# START OF Information provided

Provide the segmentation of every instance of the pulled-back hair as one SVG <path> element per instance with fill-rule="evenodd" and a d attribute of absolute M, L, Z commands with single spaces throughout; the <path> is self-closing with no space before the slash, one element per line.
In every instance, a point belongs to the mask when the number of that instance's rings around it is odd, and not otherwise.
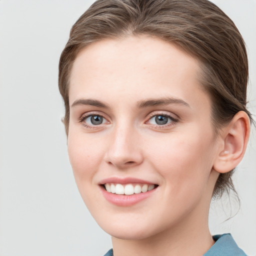
<path fill-rule="evenodd" d="M 248 60 L 244 40 L 231 20 L 207 0 L 98 0 L 78 20 L 59 64 L 58 84 L 70 120 L 68 84 L 78 54 L 104 38 L 148 35 L 174 44 L 200 60 L 200 83 L 212 102 L 215 134 L 246 108 Z M 234 190 L 233 170 L 220 174 L 214 196 Z"/>

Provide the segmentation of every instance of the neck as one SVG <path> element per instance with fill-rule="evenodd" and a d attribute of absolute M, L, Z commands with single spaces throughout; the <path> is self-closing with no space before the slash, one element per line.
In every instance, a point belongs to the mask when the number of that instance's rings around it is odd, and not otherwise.
<path fill-rule="evenodd" d="M 214 244 L 208 220 L 204 222 L 198 220 L 189 227 L 183 222 L 184 227 L 172 227 L 144 239 L 126 240 L 112 237 L 114 256 L 202 255 Z"/>

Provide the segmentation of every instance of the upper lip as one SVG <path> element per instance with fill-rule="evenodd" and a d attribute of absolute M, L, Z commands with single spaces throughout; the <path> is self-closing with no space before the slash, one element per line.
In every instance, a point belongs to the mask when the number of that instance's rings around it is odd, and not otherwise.
<path fill-rule="evenodd" d="M 141 180 L 132 177 L 118 178 L 110 177 L 102 180 L 99 182 L 99 184 L 103 185 L 106 183 L 116 183 L 118 184 L 128 184 L 130 183 L 142 183 L 144 184 L 156 184 L 148 180 Z"/>

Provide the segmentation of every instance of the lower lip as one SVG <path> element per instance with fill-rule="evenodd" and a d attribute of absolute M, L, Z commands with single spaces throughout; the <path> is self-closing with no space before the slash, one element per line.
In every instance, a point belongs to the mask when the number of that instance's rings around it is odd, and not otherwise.
<path fill-rule="evenodd" d="M 125 194 L 116 194 L 108 192 L 101 186 L 101 190 L 105 198 L 110 202 L 118 206 L 130 206 L 135 204 L 150 196 L 156 191 L 156 188 L 138 194 L 129 196 Z"/>

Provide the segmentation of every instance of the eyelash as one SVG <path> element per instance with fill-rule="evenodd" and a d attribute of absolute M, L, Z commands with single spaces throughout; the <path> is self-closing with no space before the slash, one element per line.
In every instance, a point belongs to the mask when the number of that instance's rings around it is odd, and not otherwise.
<path fill-rule="evenodd" d="M 79 118 L 79 122 L 82 123 L 82 124 L 87 128 L 89 129 L 96 129 L 97 128 L 99 128 L 101 126 L 102 124 L 100 124 L 98 125 L 94 125 L 92 126 L 90 124 L 88 124 L 86 122 L 84 122 L 85 120 L 86 120 L 88 118 L 90 118 L 90 116 L 98 116 L 101 117 L 106 120 L 108 121 L 108 120 L 104 116 L 104 115 L 102 115 L 102 114 L 99 114 L 98 113 L 94 113 L 94 112 L 90 112 L 88 114 L 86 114 L 85 116 L 82 116 L 80 118 Z M 154 128 L 156 128 L 158 129 L 162 129 L 164 128 L 166 128 L 168 127 L 170 127 L 170 126 L 174 126 L 178 122 L 178 118 L 174 118 L 173 116 L 168 114 L 166 113 L 163 112 L 152 112 L 149 114 L 147 118 L 147 121 L 145 122 L 145 124 L 148 124 L 148 122 L 150 120 L 151 120 L 153 118 L 155 118 L 157 116 L 164 116 L 166 118 L 167 118 L 168 120 L 170 120 L 170 122 L 168 122 L 166 124 L 151 124 L 152 127 Z"/>

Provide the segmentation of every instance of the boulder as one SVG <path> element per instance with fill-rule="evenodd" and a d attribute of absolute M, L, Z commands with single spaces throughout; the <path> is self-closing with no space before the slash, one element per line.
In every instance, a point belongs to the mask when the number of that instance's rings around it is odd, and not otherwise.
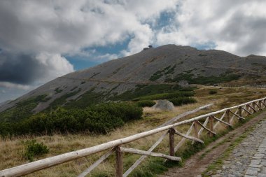
<path fill-rule="evenodd" d="M 153 105 L 152 108 L 162 111 L 173 111 L 174 109 L 173 103 L 166 99 L 158 100 L 156 104 Z"/>

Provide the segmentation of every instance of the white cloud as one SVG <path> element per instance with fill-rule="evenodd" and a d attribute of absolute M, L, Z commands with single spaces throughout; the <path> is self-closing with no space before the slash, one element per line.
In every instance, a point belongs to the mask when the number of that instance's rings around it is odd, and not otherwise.
<path fill-rule="evenodd" d="M 6 88 L 17 88 L 22 89 L 24 90 L 29 90 L 32 88 L 30 85 L 22 85 L 22 84 L 14 84 L 9 82 L 0 82 L 0 87 Z M 1 90 L 2 93 L 6 93 L 5 90 Z"/>
<path fill-rule="evenodd" d="M 245 56 L 266 55 L 265 1 L 182 1 L 175 23 L 158 31 L 157 43 L 200 45 Z"/>
<path fill-rule="evenodd" d="M 27 85 L 46 82 L 74 71 L 62 56 L 93 56 L 104 61 L 139 52 L 149 44 L 211 43 L 241 56 L 266 55 L 265 6 L 262 0 L 3 0 L 0 57 L 8 55 L 0 59 L 0 73 L 11 72 L 3 69 L 4 64 L 16 66 L 13 63 L 21 65 L 24 59 L 33 61 L 35 65 L 28 69 L 36 74 L 23 81 L 20 76 L 6 80 L 0 76 L 0 81 Z M 170 22 L 158 29 L 165 12 L 172 15 Z M 126 50 L 119 53 L 84 50 L 129 39 Z"/>

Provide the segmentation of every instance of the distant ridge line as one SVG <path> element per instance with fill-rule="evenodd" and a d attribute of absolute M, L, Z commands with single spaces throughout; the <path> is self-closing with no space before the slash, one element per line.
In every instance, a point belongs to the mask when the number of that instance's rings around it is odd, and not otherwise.
<path fill-rule="evenodd" d="M 99 83 L 126 83 L 126 84 L 146 84 L 146 85 L 159 85 L 159 84 L 165 84 L 171 85 L 178 85 L 176 83 L 165 83 L 165 82 L 127 82 L 127 81 L 119 81 L 119 80 L 99 80 L 99 79 L 93 79 L 93 78 L 74 78 L 69 77 L 59 77 L 59 78 L 66 78 L 71 80 L 79 80 L 83 81 L 91 81 L 91 82 L 99 82 Z"/>

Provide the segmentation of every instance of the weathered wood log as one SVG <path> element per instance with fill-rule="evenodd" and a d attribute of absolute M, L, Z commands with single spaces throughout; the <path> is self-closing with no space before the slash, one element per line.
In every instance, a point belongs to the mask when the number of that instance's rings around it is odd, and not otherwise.
<path fill-rule="evenodd" d="M 251 106 L 250 106 L 249 104 L 246 104 L 246 106 L 251 108 L 253 111 L 253 113 L 257 112 L 257 111 L 254 108 L 253 108 Z"/>
<path fill-rule="evenodd" d="M 107 159 L 108 157 L 109 157 L 113 152 L 115 151 L 115 148 L 113 148 L 108 151 L 106 153 L 105 153 L 104 155 L 102 155 L 99 160 L 97 160 L 95 162 L 94 162 L 91 166 L 90 166 L 89 168 L 85 169 L 82 174 L 78 176 L 78 177 L 85 177 L 86 175 L 90 174 L 92 170 L 93 170 L 95 167 L 97 167 L 102 162 L 103 162 L 104 160 Z"/>
<path fill-rule="evenodd" d="M 230 126 L 230 127 L 232 127 L 232 125 L 228 124 L 227 122 L 225 122 L 225 121 L 223 121 L 223 120 L 221 120 L 215 117 L 214 115 L 213 116 L 213 118 L 214 118 L 215 120 L 218 120 L 218 121 L 219 121 L 219 122 L 222 122 L 222 123 L 223 123 L 223 124 L 225 124 L 225 125 L 228 125 L 228 126 Z"/>
<path fill-rule="evenodd" d="M 169 155 L 174 156 L 174 134 L 176 131 L 174 128 L 169 130 Z"/>
<path fill-rule="evenodd" d="M 196 137 L 197 139 L 198 139 L 199 138 L 199 129 L 197 128 L 197 124 L 196 121 L 194 121 L 194 127 L 194 127 L 195 137 Z"/>
<path fill-rule="evenodd" d="M 168 134 L 169 131 L 164 133 L 158 141 L 148 150 L 148 152 L 152 152 L 159 144 L 164 139 L 164 137 Z M 132 166 L 129 168 L 127 171 L 125 172 L 123 174 L 123 177 L 127 177 L 134 169 L 136 169 L 138 165 L 141 163 L 142 161 L 144 160 L 144 159 L 147 157 L 147 155 L 142 155 L 139 159 L 138 159 Z"/>
<path fill-rule="evenodd" d="M 249 112 L 246 108 L 242 107 L 242 109 L 243 109 L 244 111 L 245 111 L 246 113 L 248 113 L 248 115 L 251 115 L 251 114 L 252 114 L 252 113 L 251 113 L 251 112 Z"/>
<path fill-rule="evenodd" d="M 254 104 L 254 105 L 257 106 L 257 107 L 258 107 L 260 110 L 263 110 L 262 108 L 260 108 L 260 106 L 258 106 L 258 104 L 256 102 L 254 102 L 253 104 Z M 254 106 L 254 107 L 255 107 L 255 106 Z"/>
<path fill-rule="evenodd" d="M 206 127 L 206 126 L 207 125 L 207 124 L 208 124 L 208 122 L 209 122 L 209 117 L 206 118 L 206 120 L 205 120 L 205 121 L 204 121 L 204 122 L 203 123 L 203 125 L 205 126 L 205 127 Z M 203 129 L 202 127 L 200 128 L 200 131 L 199 131 L 199 133 L 198 133 L 199 136 L 200 136 L 200 134 L 202 134 L 203 129 Z"/>
<path fill-rule="evenodd" d="M 201 140 L 201 139 L 197 139 L 197 138 L 195 138 L 195 137 L 193 137 L 193 136 L 191 136 L 186 135 L 186 134 L 182 134 L 182 133 L 179 132 L 177 131 L 176 129 L 175 129 L 175 130 L 176 130 L 176 132 L 175 132 L 175 133 L 176 133 L 176 134 L 178 134 L 178 135 L 182 136 L 182 137 L 184 137 L 184 138 L 186 138 L 186 139 L 190 139 L 190 140 L 192 140 L 192 141 L 197 141 L 197 142 L 201 143 L 202 143 L 202 144 L 204 143 L 204 142 L 203 142 L 203 141 Z"/>
<path fill-rule="evenodd" d="M 157 153 L 151 153 L 151 152 L 148 152 L 148 151 L 139 150 L 139 149 L 121 148 L 121 151 L 124 153 L 132 153 L 132 154 L 159 157 L 162 157 L 162 158 L 172 160 L 174 161 L 182 161 L 182 159 L 179 157 L 170 156 L 168 155 Z"/>
<path fill-rule="evenodd" d="M 197 123 L 200 125 L 203 129 L 206 129 L 206 131 L 208 131 L 209 132 L 211 133 L 212 134 L 214 134 L 214 135 L 216 135 L 216 133 L 214 132 L 214 122 L 211 121 L 211 120 L 213 120 L 212 118 L 210 118 L 209 121 L 210 121 L 210 129 L 208 129 L 207 127 L 206 127 L 204 125 L 203 125 L 199 120 L 197 120 Z M 212 129 L 212 130 L 211 130 Z"/>
<path fill-rule="evenodd" d="M 264 107 L 266 108 L 266 104 L 264 103 L 263 101 L 260 101 L 260 103 L 263 104 Z"/>
<path fill-rule="evenodd" d="M 200 110 L 205 109 L 205 108 L 208 108 L 209 106 L 211 106 L 212 105 L 214 105 L 214 104 L 206 104 L 206 105 L 204 105 L 203 106 L 199 107 L 197 108 L 193 109 L 192 111 L 189 111 L 188 112 L 181 113 L 181 114 L 178 115 L 177 115 L 176 117 L 174 117 L 174 118 L 171 119 L 170 120 L 167 121 L 167 122 L 162 124 L 162 125 L 159 126 L 158 127 L 162 127 L 168 125 L 169 124 L 172 124 L 174 122 L 176 122 L 176 121 L 177 121 L 178 120 L 179 120 L 179 119 L 181 119 L 182 118 L 184 118 L 184 117 L 186 117 L 186 116 L 187 116 L 188 115 L 197 113 L 197 112 L 200 111 Z M 148 152 L 152 152 L 159 145 L 159 143 L 163 140 L 163 139 L 165 137 L 165 136 L 167 134 L 167 133 L 168 133 L 168 132 L 166 132 L 166 133 L 164 133 L 164 134 L 162 134 L 158 139 L 158 140 L 150 148 L 150 149 L 148 151 Z M 182 141 L 182 140 L 181 140 L 181 141 Z M 174 153 L 176 152 L 176 150 L 175 150 L 176 148 L 174 148 Z M 130 168 L 129 168 L 127 170 L 126 172 L 125 172 L 125 174 L 123 174 L 123 177 L 127 177 L 140 163 L 141 163 L 142 161 L 144 160 L 144 159 L 146 157 L 147 157 L 146 155 L 142 155 L 141 157 L 140 157 L 139 159 L 138 159 L 135 162 L 135 163 L 134 163 L 134 164 L 132 164 L 132 166 Z"/>
<path fill-rule="evenodd" d="M 224 111 L 228 109 L 233 109 L 233 108 L 238 108 L 239 106 L 244 106 L 246 104 L 248 104 L 253 101 L 258 101 L 260 100 L 264 100 L 265 101 L 266 98 L 251 101 L 248 101 L 247 103 L 244 103 L 240 105 L 237 105 L 237 106 L 232 106 L 230 108 L 226 108 L 214 111 L 212 113 L 209 113 L 205 115 L 200 115 L 190 120 L 183 120 L 183 121 L 176 122 L 170 125 L 167 125 L 162 127 L 144 132 L 142 133 L 136 134 L 128 137 L 116 139 L 114 141 L 111 141 L 105 143 L 94 146 L 90 147 L 88 148 L 78 150 L 59 155 L 54 157 L 48 157 L 43 160 L 40 160 L 36 162 L 33 162 L 28 164 L 15 167 L 13 168 L 1 170 L 0 171 L 0 176 L 5 176 L 5 177 L 20 176 L 29 174 L 41 169 L 49 168 L 55 165 L 67 162 L 71 160 L 86 157 L 92 154 L 94 154 L 94 153 L 97 153 L 105 150 L 108 150 L 121 144 L 127 143 L 133 141 L 135 141 L 135 140 L 137 140 L 137 139 L 141 139 L 141 138 L 144 138 L 144 137 L 146 137 L 154 134 L 157 134 L 157 133 L 163 132 L 164 130 L 167 130 L 172 127 L 175 127 L 178 125 L 192 122 L 195 120 L 201 120 L 202 118 L 207 118 L 211 115 L 216 115 L 220 113 L 223 113 Z"/>
<path fill-rule="evenodd" d="M 190 127 L 188 129 L 188 132 L 186 132 L 186 135 L 189 135 L 191 132 L 192 132 L 192 129 L 193 129 L 193 126 L 194 126 L 194 122 L 191 125 Z M 179 143 L 176 145 L 176 146 L 174 148 L 174 153 L 176 153 L 179 148 L 180 147 L 181 147 L 181 146 L 185 143 L 185 141 L 186 141 L 186 139 L 185 138 L 183 138 L 180 141 Z"/>
<path fill-rule="evenodd" d="M 220 116 L 220 120 L 223 120 L 223 118 L 226 115 L 226 111 L 225 111 L 223 113 L 223 114 L 222 115 L 222 116 Z M 220 124 L 220 122 L 218 121 L 216 123 L 215 123 L 214 126 L 214 129 L 215 129 L 216 128 L 216 127 Z"/>
<path fill-rule="evenodd" d="M 238 108 L 238 111 L 239 112 L 239 116 L 242 117 L 242 107 L 241 106 L 239 106 L 239 108 Z"/>
<path fill-rule="evenodd" d="M 228 109 L 227 111 L 226 111 L 226 122 L 228 123 L 228 124 L 230 124 L 230 109 Z"/>
<path fill-rule="evenodd" d="M 245 120 L 244 118 L 242 118 L 242 117 L 238 115 L 237 114 L 236 114 L 236 113 L 232 112 L 232 111 L 230 111 L 231 113 L 232 113 L 232 114 L 234 115 L 235 116 L 238 117 L 239 118 L 242 119 L 242 120 Z"/>
<path fill-rule="evenodd" d="M 116 177 L 122 177 L 122 148 L 120 146 L 115 147 L 115 162 L 116 162 Z"/>

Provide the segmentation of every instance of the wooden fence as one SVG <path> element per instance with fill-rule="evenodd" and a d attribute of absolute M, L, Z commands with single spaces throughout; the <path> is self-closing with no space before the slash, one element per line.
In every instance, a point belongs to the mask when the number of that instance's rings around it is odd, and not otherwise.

# END OF Information provided

Task statement |
Can you copy the data word for word, from the line containing "Provide the segmentation of every instance of the wooden" through the end?

Reply to the task |
Provide the segmentation of every instance of the wooden fence as one SVG <path> element per instance with fill-rule="evenodd" and a d attribute of absolute M, L, Z commands with single spaces throughout; the <path> is self-closing with no space before the slash, one element per line.
In every instance, a point belongs to the mask when the number of that instance's rings around it is odd, and not otherwise.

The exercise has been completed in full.